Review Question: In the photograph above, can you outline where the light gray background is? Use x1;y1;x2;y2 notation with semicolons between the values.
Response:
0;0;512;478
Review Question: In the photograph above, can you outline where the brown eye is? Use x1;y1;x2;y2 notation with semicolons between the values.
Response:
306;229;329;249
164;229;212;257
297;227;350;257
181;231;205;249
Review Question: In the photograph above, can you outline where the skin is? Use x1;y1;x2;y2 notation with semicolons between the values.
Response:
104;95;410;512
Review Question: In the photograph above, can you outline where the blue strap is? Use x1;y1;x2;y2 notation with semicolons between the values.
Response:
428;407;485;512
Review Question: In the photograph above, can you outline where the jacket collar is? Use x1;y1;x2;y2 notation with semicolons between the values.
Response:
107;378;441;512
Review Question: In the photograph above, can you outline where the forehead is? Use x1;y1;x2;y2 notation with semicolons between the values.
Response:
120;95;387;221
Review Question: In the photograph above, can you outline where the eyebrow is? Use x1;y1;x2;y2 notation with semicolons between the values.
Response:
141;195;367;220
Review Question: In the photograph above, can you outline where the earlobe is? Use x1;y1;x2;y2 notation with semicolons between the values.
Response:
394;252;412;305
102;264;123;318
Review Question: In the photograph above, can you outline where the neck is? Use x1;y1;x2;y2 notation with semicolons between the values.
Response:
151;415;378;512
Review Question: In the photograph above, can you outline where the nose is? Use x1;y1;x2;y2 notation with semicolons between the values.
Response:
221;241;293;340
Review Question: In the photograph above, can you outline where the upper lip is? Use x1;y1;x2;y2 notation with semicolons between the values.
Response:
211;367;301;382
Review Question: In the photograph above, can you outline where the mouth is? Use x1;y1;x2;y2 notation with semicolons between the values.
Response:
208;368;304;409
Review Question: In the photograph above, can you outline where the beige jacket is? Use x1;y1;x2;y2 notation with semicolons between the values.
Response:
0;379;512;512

——

Scale everything from the start of the listing down to the line containing "0;0;512;478", that line included. Copy every line as it stands, except multiply each bounding-box coordinate by 1.1 and round to whole numbers, with halves rounded up.

Review Question: In the photograph above, can you outline where the light gray background is? Use x1;y1;x2;y2 notation with semicolons between the values.
Response:
0;0;563;526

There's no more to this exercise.